• [Data listing]
_ _ _ _ _

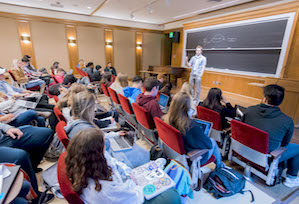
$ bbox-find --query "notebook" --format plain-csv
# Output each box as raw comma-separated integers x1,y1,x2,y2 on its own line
195,119,213,137
158,94,169,110
131,161,175,200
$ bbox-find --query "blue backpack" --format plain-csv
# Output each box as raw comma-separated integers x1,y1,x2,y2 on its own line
204,167,254,202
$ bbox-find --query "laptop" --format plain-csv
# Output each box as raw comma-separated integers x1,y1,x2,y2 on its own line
158,94,169,110
195,119,213,137
109,136,133,152
16,100,37,109
131,161,175,200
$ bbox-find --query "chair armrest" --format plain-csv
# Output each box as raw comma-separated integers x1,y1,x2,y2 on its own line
187,149,209,161
270,147,287,159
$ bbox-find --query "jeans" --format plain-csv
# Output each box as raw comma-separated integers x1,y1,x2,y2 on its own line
0,125,54,169
11,181,31,204
279,144,299,178
10,110,45,127
201,138,223,167
0,146,38,193
189,74,201,102
25,80,45,88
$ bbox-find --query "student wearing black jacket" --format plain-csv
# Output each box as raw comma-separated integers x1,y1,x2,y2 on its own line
242,84,299,187
200,88,236,128
163,92,224,168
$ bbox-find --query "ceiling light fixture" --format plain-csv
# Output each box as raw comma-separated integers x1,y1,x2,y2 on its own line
130,12,136,20
173,0,240,18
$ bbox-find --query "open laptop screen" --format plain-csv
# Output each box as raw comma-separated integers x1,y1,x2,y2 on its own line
196,119,213,136
158,94,169,107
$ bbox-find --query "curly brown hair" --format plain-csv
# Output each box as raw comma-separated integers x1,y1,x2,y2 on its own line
65,128,112,195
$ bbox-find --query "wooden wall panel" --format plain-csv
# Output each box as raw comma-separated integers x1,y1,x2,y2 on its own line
113,30,136,78
136,32,143,75
142,33,162,70
31,21,70,71
17,21,37,68
65,25,79,74
103,29,115,67
77,26,105,67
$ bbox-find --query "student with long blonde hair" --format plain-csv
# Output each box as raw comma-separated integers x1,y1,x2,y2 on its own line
163,92,224,167
110,72,128,95
65,91,150,168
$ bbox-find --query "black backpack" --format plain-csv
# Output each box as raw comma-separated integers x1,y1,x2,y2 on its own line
204,167,254,202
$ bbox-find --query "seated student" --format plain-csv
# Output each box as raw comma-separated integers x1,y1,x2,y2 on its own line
0,146,54,204
54,68,66,84
11,59,45,88
110,72,128,95
50,62,59,75
65,91,150,167
163,92,224,168
100,72,112,87
136,77,163,119
65,129,181,204
104,62,117,76
82,62,102,82
199,88,236,128
123,76,143,103
157,74,165,90
242,84,299,187
0,123,53,172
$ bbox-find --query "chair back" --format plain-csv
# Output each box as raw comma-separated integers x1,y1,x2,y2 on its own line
53,106,67,123
231,120,269,167
108,87,120,104
132,103,155,129
154,117,186,155
101,83,110,97
57,152,84,204
197,106,222,131
56,121,70,149
117,94,134,115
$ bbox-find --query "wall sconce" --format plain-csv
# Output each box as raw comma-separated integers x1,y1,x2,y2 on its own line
21,33,31,44
68,37,77,47
105,40,112,48
136,42,142,50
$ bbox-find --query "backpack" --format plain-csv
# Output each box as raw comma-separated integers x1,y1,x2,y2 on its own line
204,167,254,202
45,133,64,162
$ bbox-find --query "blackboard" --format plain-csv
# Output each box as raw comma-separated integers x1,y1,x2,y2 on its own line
185,15,293,76
186,19,288,49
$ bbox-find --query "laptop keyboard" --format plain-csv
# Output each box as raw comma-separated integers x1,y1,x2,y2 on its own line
114,137,131,148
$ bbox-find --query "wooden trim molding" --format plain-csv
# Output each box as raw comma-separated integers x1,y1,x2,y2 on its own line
135,32,143,75
65,25,79,74
104,29,114,66
17,21,36,67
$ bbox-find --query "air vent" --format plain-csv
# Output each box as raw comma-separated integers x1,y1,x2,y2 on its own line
50,1,64,8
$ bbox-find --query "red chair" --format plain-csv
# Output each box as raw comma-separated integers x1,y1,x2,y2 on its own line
197,106,229,156
108,87,124,116
57,152,84,204
154,117,215,190
117,94,138,129
53,106,67,123
56,121,70,149
101,83,113,107
132,103,158,145
228,120,286,185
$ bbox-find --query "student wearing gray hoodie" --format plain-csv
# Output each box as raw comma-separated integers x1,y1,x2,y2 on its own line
65,91,150,168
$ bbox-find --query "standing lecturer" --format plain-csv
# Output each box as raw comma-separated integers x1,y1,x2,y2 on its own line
186,45,207,104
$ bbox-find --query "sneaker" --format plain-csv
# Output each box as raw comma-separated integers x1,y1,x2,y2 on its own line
283,177,299,188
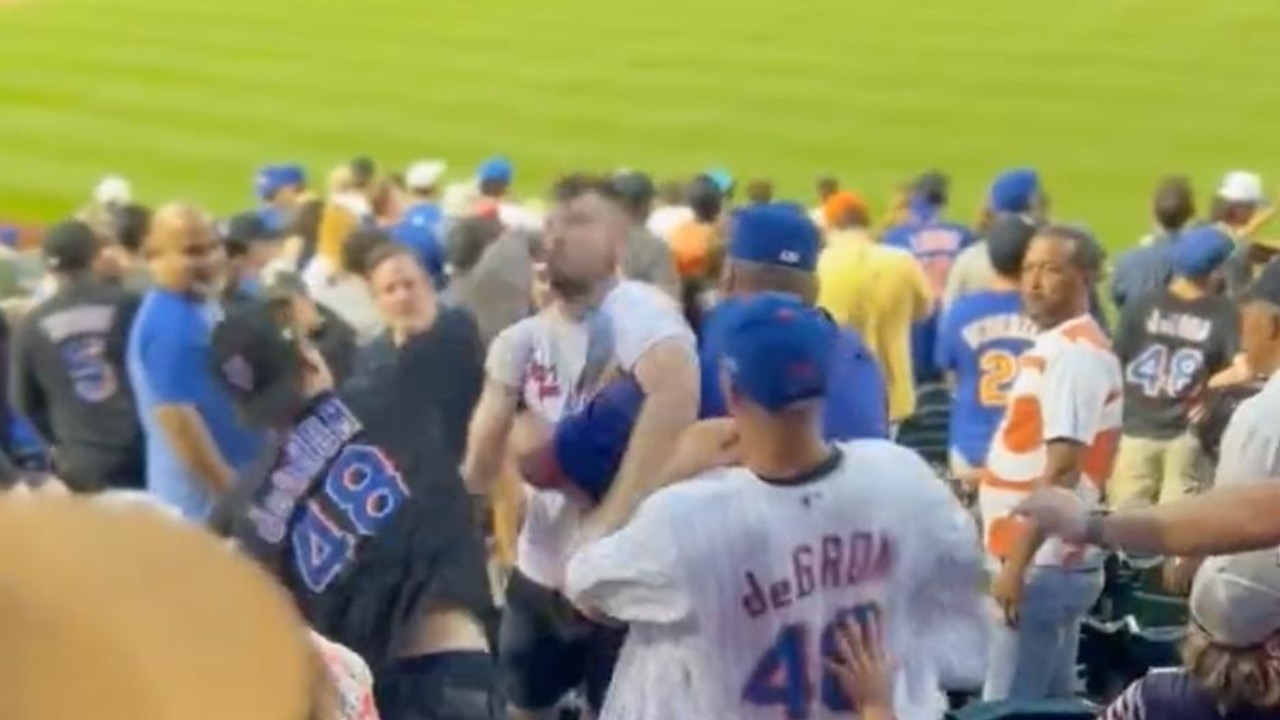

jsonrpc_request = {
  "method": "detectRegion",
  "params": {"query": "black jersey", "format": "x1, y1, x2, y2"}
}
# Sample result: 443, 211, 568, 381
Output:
233, 395, 493, 667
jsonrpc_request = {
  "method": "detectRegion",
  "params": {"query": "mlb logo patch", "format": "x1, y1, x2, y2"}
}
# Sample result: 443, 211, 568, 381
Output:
223, 355, 253, 392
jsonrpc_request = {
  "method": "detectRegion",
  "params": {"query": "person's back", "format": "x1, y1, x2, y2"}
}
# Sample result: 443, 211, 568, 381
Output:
13, 278, 143, 489
818, 233, 931, 423
570, 439, 983, 719
937, 290, 1039, 474
881, 218, 974, 384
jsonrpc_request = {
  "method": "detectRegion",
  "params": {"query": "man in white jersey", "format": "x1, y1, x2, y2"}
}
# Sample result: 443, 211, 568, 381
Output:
978, 225, 1123, 700
564, 293, 986, 720
463, 170, 698, 717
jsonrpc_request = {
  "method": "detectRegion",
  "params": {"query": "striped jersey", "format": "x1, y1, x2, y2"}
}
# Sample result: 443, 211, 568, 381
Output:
978, 314, 1124, 566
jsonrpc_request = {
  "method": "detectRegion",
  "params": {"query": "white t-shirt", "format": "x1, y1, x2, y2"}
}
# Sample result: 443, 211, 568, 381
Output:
486, 281, 696, 588
645, 205, 694, 242
564, 439, 987, 720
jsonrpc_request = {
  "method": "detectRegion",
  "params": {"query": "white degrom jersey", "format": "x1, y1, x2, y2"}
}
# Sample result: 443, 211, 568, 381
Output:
564, 439, 987, 720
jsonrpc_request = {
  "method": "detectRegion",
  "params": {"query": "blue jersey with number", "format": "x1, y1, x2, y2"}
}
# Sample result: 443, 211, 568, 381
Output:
937, 291, 1038, 468
233, 396, 492, 666
883, 218, 975, 384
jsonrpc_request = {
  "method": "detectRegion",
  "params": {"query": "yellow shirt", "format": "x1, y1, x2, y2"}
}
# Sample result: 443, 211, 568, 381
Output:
818, 231, 933, 423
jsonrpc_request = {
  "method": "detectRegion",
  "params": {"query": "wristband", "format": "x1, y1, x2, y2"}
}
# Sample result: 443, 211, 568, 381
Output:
1084, 510, 1111, 550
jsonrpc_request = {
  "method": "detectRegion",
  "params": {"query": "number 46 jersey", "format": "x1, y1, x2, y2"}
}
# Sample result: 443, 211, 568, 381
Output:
233, 395, 493, 666
566, 439, 987, 720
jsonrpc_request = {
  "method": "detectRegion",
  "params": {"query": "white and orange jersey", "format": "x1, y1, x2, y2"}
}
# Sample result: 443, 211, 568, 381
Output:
978, 315, 1124, 565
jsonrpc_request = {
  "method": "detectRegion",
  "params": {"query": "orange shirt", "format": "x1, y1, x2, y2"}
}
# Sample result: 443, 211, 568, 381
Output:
978, 315, 1124, 566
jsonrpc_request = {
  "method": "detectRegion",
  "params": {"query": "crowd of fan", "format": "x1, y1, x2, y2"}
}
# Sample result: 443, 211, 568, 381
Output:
0, 158, 1280, 720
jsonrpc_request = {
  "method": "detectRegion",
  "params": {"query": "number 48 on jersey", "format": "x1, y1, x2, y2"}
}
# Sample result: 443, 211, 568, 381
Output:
742, 603, 879, 720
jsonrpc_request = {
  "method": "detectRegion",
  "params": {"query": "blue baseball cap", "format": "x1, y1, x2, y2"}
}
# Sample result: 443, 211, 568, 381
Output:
253, 164, 307, 200
520, 375, 644, 502
1170, 224, 1235, 278
717, 292, 837, 413
728, 202, 822, 273
476, 155, 515, 182
989, 168, 1039, 213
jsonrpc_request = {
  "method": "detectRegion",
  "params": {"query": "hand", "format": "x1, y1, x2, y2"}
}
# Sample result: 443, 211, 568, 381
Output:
663, 418, 741, 482
1014, 487, 1089, 544
991, 562, 1024, 628
827, 614, 893, 720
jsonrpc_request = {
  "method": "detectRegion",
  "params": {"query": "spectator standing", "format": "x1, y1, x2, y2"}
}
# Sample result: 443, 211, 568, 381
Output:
303, 229, 390, 345
212, 299, 502, 720
566, 293, 986, 720
978, 225, 1124, 700
357, 243, 484, 468
392, 160, 448, 291
817, 191, 932, 425
1213, 257, 1280, 484
127, 204, 262, 521
221, 213, 283, 305
881, 170, 975, 386
448, 217, 539, 346
1111, 176, 1196, 310
1102, 550, 1280, 720
942, 168, 1044, 305
613, 172, 680, 299
699, 199, 890, 441
645, 181, 694, 245
476, 155, 543, 233
1107, 225, 1239, 509
10, 220, 146, 492
937, 215, 1039, 487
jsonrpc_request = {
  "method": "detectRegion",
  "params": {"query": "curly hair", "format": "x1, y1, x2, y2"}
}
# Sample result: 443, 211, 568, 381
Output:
1183, 625, 1280, 714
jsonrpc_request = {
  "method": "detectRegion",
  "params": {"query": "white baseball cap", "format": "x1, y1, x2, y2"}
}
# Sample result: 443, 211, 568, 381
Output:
93, 176, 133, 205
1217, 170, 1265, 204
404, 160, 449, 190
1190, 548, 1280, 648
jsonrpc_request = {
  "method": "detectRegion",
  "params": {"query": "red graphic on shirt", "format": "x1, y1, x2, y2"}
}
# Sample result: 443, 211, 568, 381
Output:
529, 360, 561, 400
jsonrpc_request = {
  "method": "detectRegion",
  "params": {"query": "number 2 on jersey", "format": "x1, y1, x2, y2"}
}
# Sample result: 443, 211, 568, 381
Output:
742, 603, 879, 720
978, 350, 1018, 407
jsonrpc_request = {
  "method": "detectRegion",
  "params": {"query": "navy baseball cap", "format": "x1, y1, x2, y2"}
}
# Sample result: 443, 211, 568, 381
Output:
717, 292, 837, 413
728, 202, 822, 273
989, 168, 1039, 213
476, 156, 516, 182
520, 375, 644, 502
1170, 224, 1235, 278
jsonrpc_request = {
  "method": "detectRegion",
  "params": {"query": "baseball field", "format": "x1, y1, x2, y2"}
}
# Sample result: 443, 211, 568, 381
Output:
0, 0, 1280, 246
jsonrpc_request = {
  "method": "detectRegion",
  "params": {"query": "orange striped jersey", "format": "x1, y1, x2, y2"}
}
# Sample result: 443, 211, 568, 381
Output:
978, 314, 1124, 566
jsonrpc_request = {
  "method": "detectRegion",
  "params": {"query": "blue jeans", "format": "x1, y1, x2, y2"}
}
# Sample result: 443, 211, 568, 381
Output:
982, 566, 1103, 700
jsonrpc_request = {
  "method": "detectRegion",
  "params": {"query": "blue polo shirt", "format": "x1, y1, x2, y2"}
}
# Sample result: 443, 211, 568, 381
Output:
698, 301, 890, 441
128, 288, 264, 521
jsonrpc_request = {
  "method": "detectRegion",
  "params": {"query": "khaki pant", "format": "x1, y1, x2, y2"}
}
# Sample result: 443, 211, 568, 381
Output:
1107, 433, 1211, 510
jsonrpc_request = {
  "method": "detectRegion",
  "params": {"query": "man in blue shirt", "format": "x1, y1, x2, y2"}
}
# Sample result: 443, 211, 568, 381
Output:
937, 210, 1039, 483
699, 204, 888, 439
392, 160, 448, 291
253, 163, 307, 233
883, 170, 977, 384
128, 204, 262, 521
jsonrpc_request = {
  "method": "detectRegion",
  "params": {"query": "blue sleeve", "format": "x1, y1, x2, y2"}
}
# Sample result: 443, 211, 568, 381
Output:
138, 304, 205, 405
823, 338, 890, 441
933, 306, 956, 372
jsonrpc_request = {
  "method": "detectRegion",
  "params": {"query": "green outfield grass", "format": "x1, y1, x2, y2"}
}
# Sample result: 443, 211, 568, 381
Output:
0, 0, 1280, 246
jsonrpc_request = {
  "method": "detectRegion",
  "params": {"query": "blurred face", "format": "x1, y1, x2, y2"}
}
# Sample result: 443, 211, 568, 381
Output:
1021, 236, 1088, 328
547, 192, 630, 301
369, 255, 435, 333
1240, 301, 1280, 375
156, 222, 227, 297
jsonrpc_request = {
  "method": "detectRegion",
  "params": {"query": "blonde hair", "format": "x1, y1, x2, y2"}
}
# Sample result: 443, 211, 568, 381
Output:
1183, 625, 1280, 712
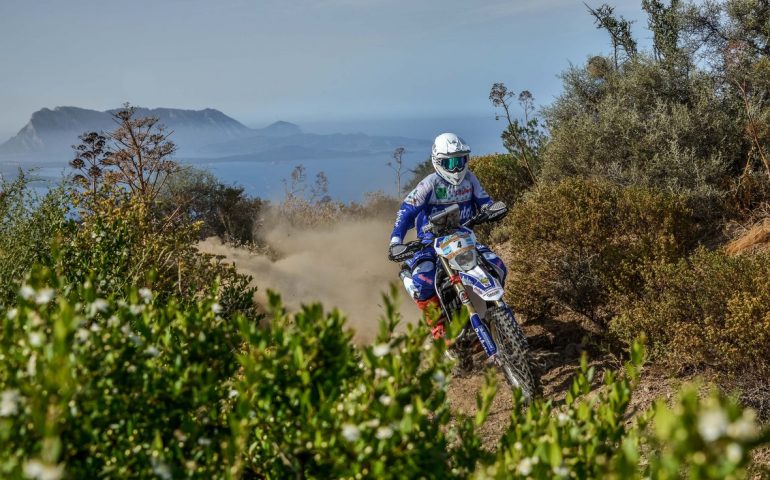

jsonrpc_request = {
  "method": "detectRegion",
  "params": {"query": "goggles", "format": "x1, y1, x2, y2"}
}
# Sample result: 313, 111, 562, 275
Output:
441, 155, 468, 173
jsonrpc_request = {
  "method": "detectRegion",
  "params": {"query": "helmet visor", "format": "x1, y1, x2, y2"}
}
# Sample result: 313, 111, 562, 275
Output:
441, 155, 468, 173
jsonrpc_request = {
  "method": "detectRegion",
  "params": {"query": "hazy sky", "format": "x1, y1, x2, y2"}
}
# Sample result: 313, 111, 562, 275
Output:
0, 0, 649, 141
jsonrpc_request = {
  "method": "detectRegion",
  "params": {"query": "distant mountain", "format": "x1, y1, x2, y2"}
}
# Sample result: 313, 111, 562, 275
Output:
0, 107, 252, 157
0, 107, 430, 164
201, 127, 429, 155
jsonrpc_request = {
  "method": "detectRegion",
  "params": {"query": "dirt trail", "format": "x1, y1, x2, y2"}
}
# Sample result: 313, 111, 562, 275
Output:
199, 219, 670, 448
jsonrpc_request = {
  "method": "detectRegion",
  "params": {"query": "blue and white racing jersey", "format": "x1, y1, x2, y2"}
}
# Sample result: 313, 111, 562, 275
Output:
390, 172, 492, 243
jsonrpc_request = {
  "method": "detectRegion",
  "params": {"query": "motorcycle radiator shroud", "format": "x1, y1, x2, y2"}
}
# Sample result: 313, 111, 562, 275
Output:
433, 228, 504, 302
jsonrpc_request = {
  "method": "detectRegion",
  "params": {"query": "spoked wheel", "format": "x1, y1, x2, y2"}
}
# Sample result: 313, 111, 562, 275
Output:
486, 307, 540, 403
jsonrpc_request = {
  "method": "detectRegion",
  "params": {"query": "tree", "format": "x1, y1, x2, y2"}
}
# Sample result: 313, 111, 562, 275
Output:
103, 104, 179, 203
489, 83, 545, 185
70, 132, 111, 198
583, 3, 636, 68
70, 104, 179, 204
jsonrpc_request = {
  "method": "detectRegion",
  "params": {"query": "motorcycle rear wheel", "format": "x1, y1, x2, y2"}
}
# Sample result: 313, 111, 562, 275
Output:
486, 307, 540, 403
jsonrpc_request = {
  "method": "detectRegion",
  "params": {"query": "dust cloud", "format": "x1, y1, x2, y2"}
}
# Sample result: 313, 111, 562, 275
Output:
199, 220, 419, 342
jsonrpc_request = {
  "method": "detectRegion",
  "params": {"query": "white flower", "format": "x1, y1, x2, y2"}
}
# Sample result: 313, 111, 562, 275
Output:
150, 458, 174, 480
516, 458, 532, 475
374, 427, 393, 440
364, 418, 380, 428
372, 343, 390, 357
725, 443, 743, 463
698, 408, 728, 442
556, 412, 569, 425
91, 298, 110, 315
342, 423, 361, 442
0, 390, 20, 417
24, 459, 64, 480
75, 328, 91, 343
19, 285, 35, 300
138, 287, 152, 303
35, 288, 54, 305
553, 465, 569, 477
27, 355, 37, 377
28, 332, 43, 348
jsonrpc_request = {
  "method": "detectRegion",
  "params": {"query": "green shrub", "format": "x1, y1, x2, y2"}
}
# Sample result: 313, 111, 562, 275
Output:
0, 269, 770, 479
493, 179, 697, 325
0, 264, 240, 478
57, 191, 253, 310
231, 286, 494, 478
0, 173, 74, 304
543, 55, 736, 220
475, 343, 770, 479
611, 250, 770, 382
156, 166, 265, 244
470, 154, 532, 207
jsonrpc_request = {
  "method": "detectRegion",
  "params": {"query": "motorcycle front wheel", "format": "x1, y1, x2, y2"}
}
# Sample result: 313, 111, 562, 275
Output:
486, 307, 540, 403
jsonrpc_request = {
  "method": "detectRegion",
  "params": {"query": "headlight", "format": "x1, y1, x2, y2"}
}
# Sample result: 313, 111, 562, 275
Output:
452, 249, 476, 272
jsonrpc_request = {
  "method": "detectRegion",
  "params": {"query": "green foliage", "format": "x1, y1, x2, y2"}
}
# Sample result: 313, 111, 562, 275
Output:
611, 250, 770, 382
475, 343, 770, 479
493, 179, 697, 325
543, 55, 746, 221
58, 191, 253, 309
470, 154, 532, 207
0, 269, 240, 478
0, 269, 770, 479
489, 83, 546, 184
157, 167, 265, 244
0, 173, 74, 304
231, 286, 494, 478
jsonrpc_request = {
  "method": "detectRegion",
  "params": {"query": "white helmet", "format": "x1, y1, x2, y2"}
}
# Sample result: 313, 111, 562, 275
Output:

_ _ _ _ _

• [Written request]
Reproduce verbatim every line from the start of the lines down to and including the line containing "158,94,169,107". Omit the pictures.

• [Full response]
$ bbox-find --query "notebook" --format plain-csv
# Output each box as raw comma-separated integers x1,y1,x2,y2 on its own line
195,119,213,137
158,94,169,110
131,161,175,200
$ bbox-find --query "blue backpack" --format plain-csv
# Output each box as raw comma-separated integers x1,y1,x2,y2 on its own line
204,167,254,202
$ bbox-find --query "laptop" --format plain-csv
# Output each box as raw comma-separated integers x1,y1,x2,y2 on its own line
158,94,169,110
195,119,213,137
109,136,133,152
16,100,37,109
131,161,175,200
$ bbox-find --query "chair armrest" --format plain-csv
# Output each box as raw comma-separated integers x1,y1,x2,y2 on its own line
187,149,209,161
270,147,287,159
$ bbox-find --query "jeans" --format plain-csv
# Output each box as raw comma-separated integers x1,y1,x2,y2 on its own line
0,125,54,169
11,181,31,204
279,144,299,178
10,110,45,127
201,138,223,167
0,146,38,193
189,74,201,102
25,80,45,88
$ bbox-find --query "student wearing black jacket" --format plain-csv
# Output each box as raw comma-separated integers x1,y1,x2,y2 on its own line
242,84,299,187
200,88,236,128
163,92,224,168
$ bbox-find --query "ceiling light fixture" --format plain-csv
# Output each box as raw comma-separated integers x1,y1,x2,y2 on its own line
130,12,136,20
173,0,240,18
$ bbox-find --query "open laptop screen" --format plain-csv
# Output each box as raw comma-separated integers x1,y1,x2,y2 on its own line
196,119,213,136
158,94,169,107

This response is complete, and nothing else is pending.